Texte à lire:

Jackman
par Jack Harlow
Un an après Come Home the Kids Miss You, au succès commercial retentissant mais dont le succès critique laissait à désirer, Jack Harlow revient avec un nouveau projet intitulé Jackman. Pour cet album, pas de chichi, pas de tapage médiatique : nous avons seulement eu droit à une annonce sur Twitter. Cette discrétion semble délibérée, comme pour détourner l’attention de CHTKMY qui était étiqueté comme étant tape-à-l’oeil et (parfois) creux.
Avec Jackman, Jack Harlow signe un retour aux bases du hip-hop avec des productions qui ont souvent été comparées à celle d’un J. Cole à l’époque de 2014 Forest Hills Drive. Quant à nous, qu’avons-nous pensé de l’album ?
ÉCOUTE DE JACK HARLOW – JACKMAN
La première chose qui nous frappe en débutant l’écoute du projet, c’est la ressemblance du flow du rappeur avec celui de Drake. Néanmoins, lorsqu’on dépasse cette première impression, on remarque le sérieux que Jack Harlow a insufflé dans Jackman. Les productions sont soignées, à la vibe légèrement old school et les thèmes évoqués se veulent profonds.
Dans « Common Ground », l’introduction de l’album, Jack Harlow critique la manière dont les (riches) Blancs s’approprient les codes, le langage et les coutumes des Noirs. Ces premiers bénéficiant d’une meilleure presse, ce faisant, que les derniers. Pour illustrer son propos, il raconte avec ironie l’histoire d’un enfant aisé des faubourgs qui finit par commenter la vie des quartiers.
Si le thème est intéressant, il perd en crédibilité avec « It Can’t Be ». Dans ce huitième titre, l’artiste de Louisville s’adresse aux haters. Et plus particulièrement à ceux qui justifient son succès par la couleur de sa peau. Il leur répond donc en listant tous les éléments qui le rend méritant de sa situation actuelle.
C’est ainsi que se profile le premier défaut de Jackman. En effet, on sent que Jack Harlow a passé beaucoup de temps à lire ses critiques et souhaite prouver à ses détracteurs – et peut-être à lui-même aussi – qu’il peut faire du vrai rap. Cet album prend alors des allures de démonstration, voire de cas d’école, négligeant le côté fun qui caractérise pourtant le rappeur.

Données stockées
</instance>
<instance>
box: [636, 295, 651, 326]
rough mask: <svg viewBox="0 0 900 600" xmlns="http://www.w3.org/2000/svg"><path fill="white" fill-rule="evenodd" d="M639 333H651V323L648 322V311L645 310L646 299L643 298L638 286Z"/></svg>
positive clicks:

Consignes:
1. Indiquez si chacune des affirmations suivantes concorde avec la critique de Jackman, en répondant par oui ou par non et en citant les mots décisifs du texte : (a) l’album Jackman a été annoncé uniquement sur Twitter ; (b) « Common Ground » est le huitième titre de l’album ; (c) le flow du rappeur rappelle celui de J. Cole.
2. Transformez toutes les lignes des enregistrements en un tableau Markdown à deux colonnes, « n » pour le numéro de ligne et « Ligne » pour son texte, en omettant les lignes vides.
La critique de Jackman et les enregistrements proviennent de sources différentes.

Réponses:
1.
(a) Oui : « nous avons seulement eu droit à une annonce sur Twitter ».
(b) Non : « l’introduction de l’album ».
(c) Non : « la ressemblance du flow du rappeur avec celui de Drake ».

2.
| n | Ligne |
|---|---|
| 1 | </instance> |
| 2 | <instance> |
| 3 | box: [636, 295, 651, 326] |
| 4 | rough mask: <svg viewBox="0 0 900 600" xmlns="http://www.w3.org/2000/svg"><path fill="white" fill-rule="evenodd" d="M639 333H651V323L648 322V311L645 310L646 299L643 298L638 286Z"/></svg> |
| 5 | positive clicks: |